▶ [Short exercise]
Please reproduce every record, keeping each one exactly as written.

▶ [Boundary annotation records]
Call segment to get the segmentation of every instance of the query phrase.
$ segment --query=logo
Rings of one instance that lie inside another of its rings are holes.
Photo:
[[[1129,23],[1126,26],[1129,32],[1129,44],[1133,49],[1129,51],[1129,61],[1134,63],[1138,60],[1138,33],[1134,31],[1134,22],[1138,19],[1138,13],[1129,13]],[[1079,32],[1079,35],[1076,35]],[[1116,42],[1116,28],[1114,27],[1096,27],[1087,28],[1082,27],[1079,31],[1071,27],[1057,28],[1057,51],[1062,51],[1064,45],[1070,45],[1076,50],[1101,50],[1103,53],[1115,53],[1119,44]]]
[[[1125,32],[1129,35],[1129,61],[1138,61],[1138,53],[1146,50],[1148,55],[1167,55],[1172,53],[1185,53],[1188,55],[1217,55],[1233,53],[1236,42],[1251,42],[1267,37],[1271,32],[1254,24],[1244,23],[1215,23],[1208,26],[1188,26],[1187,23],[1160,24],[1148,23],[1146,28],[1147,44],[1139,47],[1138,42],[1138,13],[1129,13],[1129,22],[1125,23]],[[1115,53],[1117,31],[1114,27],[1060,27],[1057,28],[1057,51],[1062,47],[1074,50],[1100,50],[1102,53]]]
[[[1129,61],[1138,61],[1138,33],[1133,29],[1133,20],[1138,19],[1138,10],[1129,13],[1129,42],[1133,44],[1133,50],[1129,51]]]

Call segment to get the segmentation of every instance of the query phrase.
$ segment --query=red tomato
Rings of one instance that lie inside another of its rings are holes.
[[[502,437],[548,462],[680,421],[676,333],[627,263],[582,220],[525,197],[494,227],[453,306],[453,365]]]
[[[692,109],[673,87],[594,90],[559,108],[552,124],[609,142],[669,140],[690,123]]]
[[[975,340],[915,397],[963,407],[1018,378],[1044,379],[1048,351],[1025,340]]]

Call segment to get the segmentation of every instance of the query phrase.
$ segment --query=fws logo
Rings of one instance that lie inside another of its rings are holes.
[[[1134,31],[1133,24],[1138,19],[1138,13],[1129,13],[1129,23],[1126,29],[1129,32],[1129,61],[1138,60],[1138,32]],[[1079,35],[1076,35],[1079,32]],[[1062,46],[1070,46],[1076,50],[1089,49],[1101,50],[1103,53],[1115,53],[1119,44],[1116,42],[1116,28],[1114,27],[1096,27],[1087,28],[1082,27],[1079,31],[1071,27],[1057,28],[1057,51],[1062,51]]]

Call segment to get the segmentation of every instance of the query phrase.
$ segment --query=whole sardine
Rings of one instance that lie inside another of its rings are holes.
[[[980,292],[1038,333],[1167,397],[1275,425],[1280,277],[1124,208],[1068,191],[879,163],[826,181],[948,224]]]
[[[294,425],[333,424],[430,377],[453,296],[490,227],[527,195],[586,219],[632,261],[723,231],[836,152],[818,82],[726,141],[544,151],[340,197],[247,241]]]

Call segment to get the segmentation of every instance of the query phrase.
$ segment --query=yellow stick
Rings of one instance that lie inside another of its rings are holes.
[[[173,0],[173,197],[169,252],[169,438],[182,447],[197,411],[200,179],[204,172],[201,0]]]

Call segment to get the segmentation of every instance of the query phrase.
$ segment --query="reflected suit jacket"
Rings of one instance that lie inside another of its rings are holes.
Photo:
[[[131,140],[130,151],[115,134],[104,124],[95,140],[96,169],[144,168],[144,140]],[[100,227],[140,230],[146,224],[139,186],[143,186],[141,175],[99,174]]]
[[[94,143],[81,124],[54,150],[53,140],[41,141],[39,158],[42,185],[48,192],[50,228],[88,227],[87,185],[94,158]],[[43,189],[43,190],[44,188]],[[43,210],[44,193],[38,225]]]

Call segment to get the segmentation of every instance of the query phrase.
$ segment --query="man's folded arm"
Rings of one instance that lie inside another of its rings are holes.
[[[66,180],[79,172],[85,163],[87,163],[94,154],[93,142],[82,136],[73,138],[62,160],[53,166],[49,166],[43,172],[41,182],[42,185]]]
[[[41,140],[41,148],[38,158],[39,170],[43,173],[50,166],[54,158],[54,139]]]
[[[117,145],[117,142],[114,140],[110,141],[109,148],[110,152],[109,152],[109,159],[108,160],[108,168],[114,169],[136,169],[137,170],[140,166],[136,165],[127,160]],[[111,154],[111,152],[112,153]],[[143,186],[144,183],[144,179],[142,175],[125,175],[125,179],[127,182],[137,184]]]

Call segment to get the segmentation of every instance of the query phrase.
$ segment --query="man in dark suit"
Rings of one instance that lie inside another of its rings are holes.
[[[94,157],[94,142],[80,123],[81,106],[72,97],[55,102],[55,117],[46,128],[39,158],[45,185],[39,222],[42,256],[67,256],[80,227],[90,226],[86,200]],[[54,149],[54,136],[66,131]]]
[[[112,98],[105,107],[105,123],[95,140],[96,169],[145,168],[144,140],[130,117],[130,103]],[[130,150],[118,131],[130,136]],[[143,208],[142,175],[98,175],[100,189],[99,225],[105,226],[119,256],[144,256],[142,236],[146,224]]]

▶ [Complete output]
Call segment to get the segmentation of every instance of the query phrase.
$ segment --query=logo
Rings of one instance that lie inside another of its rings are holes.
Photo:
[[[1129,23],[1126,26],[1129,32],[1129,44],[1133,49],[1129,51],[1129,61],[1134,63],[1138,60],[1138,33],[1134,31],[1134,22],[1138,19],[1138,13],[1129,13]],[[1079,32],[1079,35],[1076,35]],[[1116,42],[1116,28],[1114,27],[1096,27],[1087,28],[1082,27],[1079,31],[1071,27],[1057,28],[1057,51],[1062,51],[1064,45],[1070,45],[1076,50],[1101,50],[1103,53],[1115,53],[1119,44]]]
[[[1125,32],[1129,35],[1129,61],[1138,61],[1138,53],[1146,50],[1148,55],[1167,55],[1172,53],[1185,53],[1188,55],[1217,55],[1233,53],[1236,42],[1251,42],[1267,37],[1271,32],[1254,24],[1244,23],[1215,23],[1208,26],[1188,26],[1187,23],[1160,24],[1148,23],[1146,28],[1147,44],[1139,47],[1138,42],[1138,13],[1129,13],[1129,22],[1125,23]],[[1115,53],[1117,31],[1114,27],[1060,27],[1057,28],[1057,51],[1062,47],[1074,50],[1100,50],[1102,53]]]
[[[1129,61],[1138,61],[1138,33],[1133,29],[1133,20],[1138,19],[1138,10],[1129,13],[1129,42],[1133,44],[1133,50],[1129,51]]]

Call segment to get the segmentation of every instance of the query phrase.
$ segment --query=red tomato
Rings of one instance that lie inside another of its rings are holes.
[[[502,437],[548,462],[680,421],[676,333],[627,263],[582,220],[525,197],[494,227],[453,306],[453,365]]]
[[[692,109],[673,87],[594,90],[559,108],[552,124],[609,142],[669,140],[690,123]]]
[[[975,340],[915,397],[963,407],[1018,378],[1044,379],[1048,351],[1025,340]]]

Call segment to get the segmentation of every instance of the query phrase.
$ segment --query=fws logo
Rings of one instance that lie inside another of its rings are holes.
[[[1134,31],[1133,24],[1138,19],[1138,13],[1129,13],[1129,23],[1126,29],[1129,32],[1129,61],[1138,60],[1138,32]],[[1079,35],[1076,35],[1079,32]],[[1062,46],[1070,46],[1076,50],[1089,49],[1101,50],[1103,53],[1115,53],[1119,44],[1116,42],[1116,28],[1114,27],[1096,27],[1087,28],[1082,27],[1079,31],[1071,27],[1057,28],[1057,51],[1062,51]]]

Call segment to get the segmentation of every instance of the query phrase.
$ segment --query=whole sardine
Rings of one instance that lie inside another of its rings are holes.
[[[980,292],[1038,333],[1167,397],[1275,425],[1280,277],[1124,208],[1068,191],[879,163],[826,181],[948,224]]]
[[[294,425],[333,424],[430,377],[453,296],[490,227],[527,195],[586,219],[632,261],[723,231],[836,152],[818,82],[726,141],[544,151],[340,197],[247,241]]]

Call segment to get the segmentation of every instance of the query phrase.
$ segment --query=yellow stick
Rings of one instance that lie inside another of its rings are holes.
[[[173,0],[173,197],[169,252],[169,438],[182,447],[197,411],[200,179],[204,172],[201,0]]]

Call segment to get the segmentation of every instance of the query phrase.
$ segment --query="reflected suit jacket"
Rings of one instance that lie inside another of its rings are holes.
Photo:
[[[131,140],[130,151],[115,134],[104,124],[95,140],[96,169],[144,168],[144,140]],[[100,227],[140,230],[146,224],[139,186],[143,186],[141,175],[99,174]]]
[[[94,143],[81,124],[54,150],[53,140],[41,141],[39,158],[42,185],[48,192],[50,228],[88,227],[87,185],[94,158]],[[43,189],[43,190],[44,188]],[[43,210],[44,193],[38,225]]]

Call segment to get the segmentation of every instance of the query phrase.
$ segment --query="man's folded arm"
Rings of one instance that lie inside another of its rings are holes.
[[[66,180],[79,172],[85,163],[87,163],[94,154],[93,142],[82,136],[73,138],[62,160],[53,166],[49,166],[43,172],[41,182],[42,185]]]
[[[41,140],[41,148],[38,158],[39,170],[43,173],[50,166],[54,158],[54,139]]]
[[[117,145],[117,142],[114,140],[110,141],[109,148],[110,152],[109,152],[109,159],[108,160],[108,168],[114,169],[136,169],[137,170],[140,166],[136,165],[127,160]],[[111,154],[111,152],[112,153]],[[143,186],[144,183],[144,179],[142,175],[125,175],[125,179],[127,182],[137,184]]]

Call segment to get the segmentation of every instance of the query phrase.
$ segment --query="man in dark suit"
Rings of one instance that lie inside another of its rings are holes.
[[[94,157],[94,142],[80,123],[81,106],[72,97],[55,102],[55,117],[46,128],[39,158],[45,185],[39,222],[42,256],[67,256],[80,227],[90,226],[86,200]],[[54,149],[54,136],[66,131]]]
[[[112,98],[105,107],[105,123],[95,140],[96,169],[145,168],[144,140],[130,117],[130,103]],[[130,150],[118,131],[130,136]],[[143,208],[142,175],[98,175],[100,189],[99,225],[105,226],[119,256],[144,256],[142,236],[146,224]]]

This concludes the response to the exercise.